* [STATED TASK 1] Reproduce the records below from the line that contains "Annotate each instance of the jeans hem" down through the end of the records, keeping both of those lines.

— Start SUPPLIED TEXT —

FC Uralan Elista () is a football club based in Elista, Kalmykia, Russia.

History
FC Elista was founded in 2005 following the dissolution of its predecessor, FC Uralan Elista. The club entered South zone of the Amateur Football League and finished second. That result was not enough to warrant automatic promotion, but the extension of the South zone of the Russian Second Division allowed Elista to move one level up. In 2006 FC Elista withdrew from the competition after 18 rounds. The club was restarted in 2014, as FC Uralan Elista in the Russian Amateur Football League.

Colours are (Home) all blue. (Away) Either yellow shirts with blue arms, yellow shorts or all black.

FC Uralan Elista
Football Club Uralan Elista was founded in 1958 as a construction trust team. Uralan means "forward" in Kalmyk. The team have won Kalmyk championship and cup every year until 1965. In 1966, they were admitted to the B class of the Soviet league. The team played at the same level (call Soviet Second League since 1971) until 1991. Their best result was a second position in 1991.

Uralan played in the Russian First Division since 1992. They won the tournament in 1997 and were promoted to the Top Division. Their best result was seventh position in 1998. Uralan were relegated after finishing last in 2000, but won promotion back at the first time of asking. They spent another two seasons at top level before being relegated in 2003.

In the 2004 season, the club experienced financial problems. The players' wages were not paid for at least six months, this led to many of them leaving Uralan. The club was able to field only ten players for the league match on 7 July (including two goalkeepers, one of whom played as a striker) and only nine players on 24 July. However, Uralan managed to fulfill all fixtures.

— End SUPPLIED TEXT —
— Start DATASET ENTRIES —

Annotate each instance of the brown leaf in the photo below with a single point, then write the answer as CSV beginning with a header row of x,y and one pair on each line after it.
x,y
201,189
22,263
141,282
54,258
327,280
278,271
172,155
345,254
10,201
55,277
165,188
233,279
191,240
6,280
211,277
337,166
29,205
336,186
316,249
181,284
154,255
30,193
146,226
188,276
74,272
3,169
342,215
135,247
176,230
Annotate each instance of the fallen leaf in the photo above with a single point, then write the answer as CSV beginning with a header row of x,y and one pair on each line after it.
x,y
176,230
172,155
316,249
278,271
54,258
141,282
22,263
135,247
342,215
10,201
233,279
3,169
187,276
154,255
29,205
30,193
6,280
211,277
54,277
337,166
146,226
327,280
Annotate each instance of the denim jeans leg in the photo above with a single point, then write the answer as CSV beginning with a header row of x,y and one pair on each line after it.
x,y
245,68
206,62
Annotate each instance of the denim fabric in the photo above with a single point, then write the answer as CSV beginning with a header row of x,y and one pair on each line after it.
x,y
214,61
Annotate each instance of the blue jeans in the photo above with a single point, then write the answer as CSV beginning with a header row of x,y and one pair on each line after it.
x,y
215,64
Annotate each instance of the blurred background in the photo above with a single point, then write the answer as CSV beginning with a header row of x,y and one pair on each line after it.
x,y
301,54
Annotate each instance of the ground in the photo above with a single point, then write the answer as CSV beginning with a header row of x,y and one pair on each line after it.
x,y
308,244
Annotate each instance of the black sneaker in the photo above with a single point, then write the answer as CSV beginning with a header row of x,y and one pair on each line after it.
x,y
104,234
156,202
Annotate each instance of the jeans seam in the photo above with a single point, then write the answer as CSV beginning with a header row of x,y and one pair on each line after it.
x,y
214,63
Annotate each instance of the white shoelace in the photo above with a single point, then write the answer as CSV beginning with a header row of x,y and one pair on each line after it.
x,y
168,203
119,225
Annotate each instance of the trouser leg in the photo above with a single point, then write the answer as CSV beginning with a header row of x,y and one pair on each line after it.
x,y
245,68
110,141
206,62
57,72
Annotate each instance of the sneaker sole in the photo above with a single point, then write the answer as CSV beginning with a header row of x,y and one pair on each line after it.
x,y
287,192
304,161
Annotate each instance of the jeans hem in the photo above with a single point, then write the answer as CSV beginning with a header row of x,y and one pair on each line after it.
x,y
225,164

— End DATASET ENTRIES —

* [STATED TASK 2] Continue the article on FC Uralan Elista from its last sentence.

* [EXERCISE ANSWER 1]
Annotate each instance of the jeans hem in the photo above with a single point, then write the answer as CSV beginning with a header row of x,y and one pair on each line after it.
x,y
225,164

* [EXERCISE ANSWER 2]
Kirsan Ilyumzhinov was the honorary president of FC Uralan.

New club
Uralan was to be relegated to the Second Division, but refused to enter the competition on 22 March 2005. A new club, FC Elista, was formed in its place. 80 percent of Elista players were from reserve and youth teams of Uralan.

The club was restarted in 2014, as FC Uralan Elista in the Russian Amateur Football League, but folded in late 2015.

The club was reformed, again, in 2021, competing in the Russian third tier. .

Reserve squad
Uralan's reserve squad played professionally as FC Uralan-d Elista in the Russian Third League in 1994–1996.

Notable players
Had international caps for their respective countries. Players whose names are listed in bold represented their countries while playing for Uralan/FC Elista.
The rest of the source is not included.